Given problem
Reproduce the court ruling below in full, word for word.

Source passage
------------------------------------------------

Geomax Consulting Engineers Limited, Mathu Gichuiri Associates Limited, Frame Consultants Limited & Kanjumba Consultants Limited v Kihingo Village (Waridi Gardens) Limited & Wagema Limited [2017] KEHC 10058 (KLR) | Joinder Of Parties | Esheria

Geomax Consulting Engineers Limited, Mathu Gichuiri Associates Limited, Frame Consultants Limited & Kanjumba Consultants Limited v Kihingo Village (Waridi Gardens) Limited & Wagema Limited [2017] KEHC 10058 (KLR)

Full Case Text

REPUBLIC OF KENYA

IN THE HIGH COURT OF KENYA AT NAIROBI

COMMERCIAL AND TAX DIVISION

CIVIL SUIT NO. 721 OF 2012

GEOMAX CONSULTING ENGINEERS LIMITED...........................1ST PLAINTIFF

MATHU GICHUIRI ASSOCIATES LIMITED..................................2ND PLAINTIFF

AND

FRAME CONSULTANTS LIMITED.........................PROPOSED 3RD PLAINTIFF

KANJUMBA CONSULTANTS LIMITED.................PROPOSED 4TH PLAINTIFF

VERSUS

KIHINGO VILLAGE (WARIDI GARDENS) LIMITED........................DEFENDANT

AND

WAGEMA LIMITED.............................................PROPOSED 2ND DEFENDANT

RULING

1. The application dated 4th August 2017 seeks the joinder of 3 more parties to the suit.

------------------------------------------------

Given data
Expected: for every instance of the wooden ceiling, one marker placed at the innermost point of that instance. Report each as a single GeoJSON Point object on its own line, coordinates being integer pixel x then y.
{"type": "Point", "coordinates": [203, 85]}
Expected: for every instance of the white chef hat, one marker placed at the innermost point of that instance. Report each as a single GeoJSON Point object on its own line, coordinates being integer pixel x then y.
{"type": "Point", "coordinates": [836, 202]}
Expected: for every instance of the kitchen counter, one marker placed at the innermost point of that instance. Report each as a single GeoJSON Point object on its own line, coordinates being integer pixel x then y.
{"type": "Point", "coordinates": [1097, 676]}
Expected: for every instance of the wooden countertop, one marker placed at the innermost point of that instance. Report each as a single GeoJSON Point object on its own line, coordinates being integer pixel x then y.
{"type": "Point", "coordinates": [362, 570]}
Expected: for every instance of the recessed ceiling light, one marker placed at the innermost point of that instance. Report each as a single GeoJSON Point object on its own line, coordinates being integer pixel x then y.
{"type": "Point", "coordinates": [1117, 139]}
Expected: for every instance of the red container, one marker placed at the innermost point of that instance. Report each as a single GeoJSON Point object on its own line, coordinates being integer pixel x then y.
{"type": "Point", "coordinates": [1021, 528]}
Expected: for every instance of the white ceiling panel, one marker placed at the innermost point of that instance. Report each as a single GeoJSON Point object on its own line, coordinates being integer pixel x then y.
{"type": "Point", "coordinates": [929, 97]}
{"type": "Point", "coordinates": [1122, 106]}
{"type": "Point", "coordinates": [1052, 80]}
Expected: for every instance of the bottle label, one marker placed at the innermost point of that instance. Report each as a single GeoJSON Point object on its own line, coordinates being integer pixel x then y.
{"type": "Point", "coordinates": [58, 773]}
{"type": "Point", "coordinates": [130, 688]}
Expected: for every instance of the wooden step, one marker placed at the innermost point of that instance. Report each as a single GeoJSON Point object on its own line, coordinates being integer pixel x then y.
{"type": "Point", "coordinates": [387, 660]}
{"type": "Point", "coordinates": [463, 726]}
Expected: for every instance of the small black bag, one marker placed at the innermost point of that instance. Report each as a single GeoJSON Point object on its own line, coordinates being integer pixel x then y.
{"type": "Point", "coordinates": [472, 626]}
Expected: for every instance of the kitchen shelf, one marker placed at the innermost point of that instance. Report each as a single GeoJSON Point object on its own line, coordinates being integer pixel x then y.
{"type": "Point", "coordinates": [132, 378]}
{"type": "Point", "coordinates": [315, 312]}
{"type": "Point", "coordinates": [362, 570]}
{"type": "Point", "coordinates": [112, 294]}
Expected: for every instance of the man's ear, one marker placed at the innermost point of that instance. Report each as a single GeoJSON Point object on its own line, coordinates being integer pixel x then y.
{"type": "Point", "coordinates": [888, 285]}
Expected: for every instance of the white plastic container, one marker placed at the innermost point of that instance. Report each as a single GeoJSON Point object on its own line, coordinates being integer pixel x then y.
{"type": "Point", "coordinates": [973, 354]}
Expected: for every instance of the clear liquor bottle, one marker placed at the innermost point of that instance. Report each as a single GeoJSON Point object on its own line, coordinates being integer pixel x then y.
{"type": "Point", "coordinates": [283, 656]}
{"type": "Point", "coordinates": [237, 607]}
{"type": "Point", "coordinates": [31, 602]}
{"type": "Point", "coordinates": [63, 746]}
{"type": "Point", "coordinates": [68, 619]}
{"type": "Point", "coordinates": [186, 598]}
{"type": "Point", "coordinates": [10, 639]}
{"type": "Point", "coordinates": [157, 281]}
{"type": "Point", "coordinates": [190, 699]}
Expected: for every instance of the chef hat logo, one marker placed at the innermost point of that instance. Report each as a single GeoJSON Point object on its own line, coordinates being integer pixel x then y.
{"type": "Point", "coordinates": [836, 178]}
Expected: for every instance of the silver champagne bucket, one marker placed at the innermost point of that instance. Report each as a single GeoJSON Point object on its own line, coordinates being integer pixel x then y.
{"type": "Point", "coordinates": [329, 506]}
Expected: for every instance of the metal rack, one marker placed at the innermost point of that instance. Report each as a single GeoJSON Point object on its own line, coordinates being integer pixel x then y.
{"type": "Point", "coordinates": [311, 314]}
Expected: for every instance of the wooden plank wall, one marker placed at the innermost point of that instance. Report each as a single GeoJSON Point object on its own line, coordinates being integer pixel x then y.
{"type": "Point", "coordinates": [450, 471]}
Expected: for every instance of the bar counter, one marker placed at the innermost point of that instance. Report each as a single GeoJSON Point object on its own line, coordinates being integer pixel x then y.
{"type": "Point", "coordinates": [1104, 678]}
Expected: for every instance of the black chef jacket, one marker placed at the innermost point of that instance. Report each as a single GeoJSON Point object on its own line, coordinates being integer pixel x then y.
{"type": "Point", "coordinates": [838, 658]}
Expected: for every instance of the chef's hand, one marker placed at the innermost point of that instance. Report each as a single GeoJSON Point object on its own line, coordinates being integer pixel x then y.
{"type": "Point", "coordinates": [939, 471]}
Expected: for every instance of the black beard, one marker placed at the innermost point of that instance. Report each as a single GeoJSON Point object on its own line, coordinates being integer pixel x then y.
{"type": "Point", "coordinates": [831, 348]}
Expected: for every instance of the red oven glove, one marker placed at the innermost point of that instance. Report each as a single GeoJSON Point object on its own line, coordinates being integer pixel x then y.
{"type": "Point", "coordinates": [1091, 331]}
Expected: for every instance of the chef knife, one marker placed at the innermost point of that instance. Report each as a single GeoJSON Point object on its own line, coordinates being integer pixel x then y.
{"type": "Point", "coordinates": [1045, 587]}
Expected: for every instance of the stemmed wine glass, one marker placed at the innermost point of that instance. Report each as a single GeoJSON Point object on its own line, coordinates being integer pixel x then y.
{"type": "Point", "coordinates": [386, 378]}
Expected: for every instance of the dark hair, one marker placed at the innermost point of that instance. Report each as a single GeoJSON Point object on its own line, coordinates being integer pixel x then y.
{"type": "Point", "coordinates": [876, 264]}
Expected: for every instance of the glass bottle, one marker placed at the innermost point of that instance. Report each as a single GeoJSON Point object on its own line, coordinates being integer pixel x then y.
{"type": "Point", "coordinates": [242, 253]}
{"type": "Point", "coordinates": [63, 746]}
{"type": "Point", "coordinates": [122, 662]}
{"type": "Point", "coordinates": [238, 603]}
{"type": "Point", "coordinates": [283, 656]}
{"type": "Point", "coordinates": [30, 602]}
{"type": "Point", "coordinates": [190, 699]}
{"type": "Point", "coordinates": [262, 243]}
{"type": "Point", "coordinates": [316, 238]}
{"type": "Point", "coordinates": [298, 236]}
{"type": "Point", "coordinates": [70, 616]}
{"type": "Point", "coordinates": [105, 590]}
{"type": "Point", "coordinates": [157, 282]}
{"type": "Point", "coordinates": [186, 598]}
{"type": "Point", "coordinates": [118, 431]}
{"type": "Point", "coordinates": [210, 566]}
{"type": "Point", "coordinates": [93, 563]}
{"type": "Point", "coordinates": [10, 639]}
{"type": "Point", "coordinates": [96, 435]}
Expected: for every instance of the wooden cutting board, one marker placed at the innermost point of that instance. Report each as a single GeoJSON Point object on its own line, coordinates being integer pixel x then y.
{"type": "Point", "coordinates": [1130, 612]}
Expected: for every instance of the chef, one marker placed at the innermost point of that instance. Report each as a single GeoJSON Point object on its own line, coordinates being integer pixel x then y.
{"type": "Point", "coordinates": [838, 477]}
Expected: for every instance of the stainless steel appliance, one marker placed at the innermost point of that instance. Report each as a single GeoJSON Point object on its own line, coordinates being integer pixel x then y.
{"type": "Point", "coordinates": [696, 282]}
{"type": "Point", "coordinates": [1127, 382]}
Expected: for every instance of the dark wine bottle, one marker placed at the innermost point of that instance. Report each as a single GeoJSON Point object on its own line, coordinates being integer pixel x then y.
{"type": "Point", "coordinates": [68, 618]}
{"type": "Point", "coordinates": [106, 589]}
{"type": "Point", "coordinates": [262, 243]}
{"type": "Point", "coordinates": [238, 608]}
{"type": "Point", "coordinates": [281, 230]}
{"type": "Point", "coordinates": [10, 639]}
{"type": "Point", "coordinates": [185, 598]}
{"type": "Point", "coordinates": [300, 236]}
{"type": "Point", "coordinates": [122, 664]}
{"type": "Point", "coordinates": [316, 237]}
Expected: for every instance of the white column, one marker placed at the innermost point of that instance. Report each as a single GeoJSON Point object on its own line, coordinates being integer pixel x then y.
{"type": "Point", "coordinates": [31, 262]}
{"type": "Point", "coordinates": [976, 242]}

------------------------------------------------

Written response
Geomax Consulting Engineers Limited, Mathu Gichuiri Associates Limited, Frame Consultants Limited & Kanjumba Consultants Limited v Kihingo Village (Waridi Gardens) Limited & Wagema Limited [2017] KEHC 10058 (KLR) | Joinder Of Parties | Esheria

Geomax Consulting Engineers Limited, Mathu Gichuiri Associates Limited, Frame Consultants Limited & Kanjumba Consultants Limited v Kihingo Village (Waridi Gardens) Limited & Wagema Limited [2017] KEHC 10058 (KLR)

Full Case Text

REPUBLIC OF KENYA

IN THE HIGH COURT OF KENYA AT NAIROBI

COMMERCIAL AND TAX DIVISION

CIVIL SUIT NO. 721 OF 2012

GEOMAX CONSULTING ENGINEERS LIMITED...........................1ST PLAINTIFF

MATHU GICHUIRI ASSOCIATES LIMITED..................................2ND PLAINTIFF

AND

FRAME CONSULTANTS LIMITED.........................PROPOSED 3RD PLAINTIFF

KANJUMBA CONSULTANTS LIMITED.................PROPOSED 4TH PLAINTIFF

VERSUS

KIHINGO VILLAGE (WARIDI GARDENS) LIMITED........................DEFENDANT

AND

WAGEMA LIMITED.............................................PROPOSED 2ND DEFENDANT

RULING

1. The application dated 4th August 2017 seeks the joinder of 3 more parties to the suit.